Directions:
a – Using the stamp duty passage, explain in one to three sentences why the average sale in London, Cambridge, and Oxford got the maximum £15,000 benefit.
b – Duplicate the stamp duty passage word for word, from "This can be" up to and including "benefit of £21.".
c – Go on with the stamp duty passage from the point where it stops.

START Text shown

But this national picture hides the geography of the stamp duty holiday. While again roughly two thirds were in that first group in cities in both the Greater South East (the South East, London, and East of England) and the rest of England, this was not true for the other two groups.
35 per cent of homes sold in the urban Greater South East since July were worth more than £500,000 and enjoyed the full holiday, and only 2 per cent saw no discount. This relationship was though reversed in cities elsewhere in England, as Figure 2 shows. 27 per cent of homes sold in cities in the rest of England from July onwards saw no benefit from the stamp duty holiday, and only 4 per cent saw the maximum £15,000 discount.
Figure 2: Homes sold since July in English cities
Source: Land Registry Price Paid data, 2021
This becomes particularly striking in certain individual cities. While 38 per cent of homes (127) sold in Oxford after July captured the full-fat £15,000 holiday for homes above £500,000, only one was sold below the £125,000 threshold. In Hull, 57 per cent (472) of housing transactions saw no benefit (because they were below the £125,000 threshold), and only one fortunate homeowner in Hull enjoyed the complete £15,000 holiday.
This can be seen when looking at average sale prices too. The map in Figure 3 shows that there is a clear geography to where the discounts were granted across the country. While the average sale in London, Cambridge, and Oxford got the maximum £15,000 benefit, as average prices were above £500,000, the average sale in Burnley and Hull realised no benefit stamp duty due to being below £125,000. In Sunderland, the average sale received a benefit of £21.

END Text shown
START Information supplied

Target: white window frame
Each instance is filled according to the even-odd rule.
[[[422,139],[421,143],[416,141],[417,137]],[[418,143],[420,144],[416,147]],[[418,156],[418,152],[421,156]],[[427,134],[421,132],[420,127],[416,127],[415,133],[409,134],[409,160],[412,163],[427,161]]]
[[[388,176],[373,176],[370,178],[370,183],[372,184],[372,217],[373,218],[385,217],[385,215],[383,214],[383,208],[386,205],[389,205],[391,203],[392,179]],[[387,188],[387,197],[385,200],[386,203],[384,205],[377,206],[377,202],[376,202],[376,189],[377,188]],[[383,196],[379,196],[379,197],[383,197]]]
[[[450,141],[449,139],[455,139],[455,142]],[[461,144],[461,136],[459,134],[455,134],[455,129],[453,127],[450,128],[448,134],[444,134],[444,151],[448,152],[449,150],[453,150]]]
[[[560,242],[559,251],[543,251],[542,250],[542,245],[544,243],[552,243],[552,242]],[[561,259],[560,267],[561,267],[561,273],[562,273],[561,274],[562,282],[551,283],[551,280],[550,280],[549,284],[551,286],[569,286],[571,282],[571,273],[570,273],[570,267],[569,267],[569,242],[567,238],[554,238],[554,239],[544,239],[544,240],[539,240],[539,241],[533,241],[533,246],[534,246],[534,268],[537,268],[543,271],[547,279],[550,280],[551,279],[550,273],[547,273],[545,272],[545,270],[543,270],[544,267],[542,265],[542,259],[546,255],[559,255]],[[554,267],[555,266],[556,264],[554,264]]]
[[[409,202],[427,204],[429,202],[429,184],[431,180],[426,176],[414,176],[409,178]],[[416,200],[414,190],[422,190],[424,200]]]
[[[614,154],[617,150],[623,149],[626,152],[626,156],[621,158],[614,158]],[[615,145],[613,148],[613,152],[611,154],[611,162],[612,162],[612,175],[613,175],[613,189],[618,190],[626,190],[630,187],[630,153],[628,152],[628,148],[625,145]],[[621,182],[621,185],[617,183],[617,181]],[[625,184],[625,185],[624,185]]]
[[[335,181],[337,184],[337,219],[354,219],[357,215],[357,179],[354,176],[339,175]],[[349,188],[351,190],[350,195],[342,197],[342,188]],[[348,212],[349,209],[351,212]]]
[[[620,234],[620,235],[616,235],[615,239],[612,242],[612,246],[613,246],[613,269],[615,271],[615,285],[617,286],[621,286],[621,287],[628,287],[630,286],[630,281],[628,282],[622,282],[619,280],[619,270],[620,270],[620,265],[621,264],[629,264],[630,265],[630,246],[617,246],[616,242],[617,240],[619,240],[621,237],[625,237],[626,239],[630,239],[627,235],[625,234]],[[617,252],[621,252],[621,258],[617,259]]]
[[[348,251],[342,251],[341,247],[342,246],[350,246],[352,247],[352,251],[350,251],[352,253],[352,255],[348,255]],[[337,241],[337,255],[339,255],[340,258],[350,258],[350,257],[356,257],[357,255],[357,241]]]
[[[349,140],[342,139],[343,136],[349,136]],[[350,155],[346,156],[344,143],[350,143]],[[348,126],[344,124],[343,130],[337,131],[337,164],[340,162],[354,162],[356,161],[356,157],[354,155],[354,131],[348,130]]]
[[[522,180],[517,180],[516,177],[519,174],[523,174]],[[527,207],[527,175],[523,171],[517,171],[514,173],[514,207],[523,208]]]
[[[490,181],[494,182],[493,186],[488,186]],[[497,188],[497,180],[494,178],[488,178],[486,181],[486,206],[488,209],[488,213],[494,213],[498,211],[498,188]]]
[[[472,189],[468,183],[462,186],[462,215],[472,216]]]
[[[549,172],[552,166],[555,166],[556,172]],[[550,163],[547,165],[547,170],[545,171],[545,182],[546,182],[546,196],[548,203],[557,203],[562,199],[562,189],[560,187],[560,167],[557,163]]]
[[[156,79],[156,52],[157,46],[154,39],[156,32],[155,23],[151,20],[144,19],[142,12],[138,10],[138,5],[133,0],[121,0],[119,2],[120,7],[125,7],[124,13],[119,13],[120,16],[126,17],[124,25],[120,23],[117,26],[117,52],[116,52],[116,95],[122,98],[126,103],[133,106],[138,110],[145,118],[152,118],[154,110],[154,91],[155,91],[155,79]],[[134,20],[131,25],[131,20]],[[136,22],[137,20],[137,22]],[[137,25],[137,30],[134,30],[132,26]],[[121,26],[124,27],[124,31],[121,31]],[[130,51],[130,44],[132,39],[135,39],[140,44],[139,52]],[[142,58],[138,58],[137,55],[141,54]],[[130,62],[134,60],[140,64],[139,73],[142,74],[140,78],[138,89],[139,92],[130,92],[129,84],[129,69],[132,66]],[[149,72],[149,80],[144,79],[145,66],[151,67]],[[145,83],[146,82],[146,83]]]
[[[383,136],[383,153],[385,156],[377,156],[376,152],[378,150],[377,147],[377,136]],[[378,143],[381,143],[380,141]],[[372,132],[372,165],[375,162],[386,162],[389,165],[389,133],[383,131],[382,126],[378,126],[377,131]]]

END Information supplied

Expected responses:
a – Average sale prices in London, Cambridge, and Oxford were above £500,000. That meant the average sale there qualified for the full £15,000 stamp duty discount.

b –
This can be seen when looking at average sale prices too. The map in Figure 3 shows that there is a clear geography to where the discounts were granted across the country. While the average sale in London, Cambridge, and Oxford got the maximum £15,000 benefit, as average prices were above £500,000, the average sale in Burnley and Hull realised no benefit stamp duty due to being below £125,000. In Sunderland, the average sale received a benefit of £21.

c –
Figure 3: Average stamp duty discount across cities in England, 2020
Source: Land Registry Price Paid data, 2021
This means that homebuyers in the Greater South East as a whole (including urban and non-urban areas) saved £1.48 billion in tax – 66 per cent of the total cost of the policy to date.
This opens up thorny questions for stamp duty in the short and long term, as although the Chancellor is thinking about extending the holiday, some voices such as the Daily Telegraph are calling for it to be scrapped.
The holiday is currently due to expire on the 31st of March, which is imminent given how long it takes to complete house purchases. If the third lockdown continues to or beyond that date, it is possible that the housing market will see transactions fall again. The Government may therefore decide to extend the stamp duty holiday if it wishes to avoid this outcome. But it will mean a continued skewing of relief to the Greater South East.
The longer term problem is trickier. Although stamp duty is an inefficient tax that discourages people from living where they want, it is progressive. Abolishing stamp duty outright would therefore not only open up an annual £12 billion hole in Government finances, but it would also give disproportionate benefits to better-off homeowners in already prosperous parts of the country.
Continuing with business-as-usual with stamp duty once the pandemic is over is of course one option for the Government. But for policymakers keen on major reform, there are other possibilities. One option would be to replace stamp duty with a capital gains tax on homeowners’ dwellings. This would also be progressive, be much more efficient than stamp duty, and give a permanent tax break to homeowners in cities with low capital gain, mostly outside the Greater South East.
The other option is to use stamp duty reform as a lever to fix another tax problem – the regressive design of council tax and the local government funding crisis. Abolishing stamp duty and shifting towards a new annual property tax, with valuations updated every year, would be a path towards greater fiscal devolution and more self-reliant and responsible local government in England, alongside fairer taxation.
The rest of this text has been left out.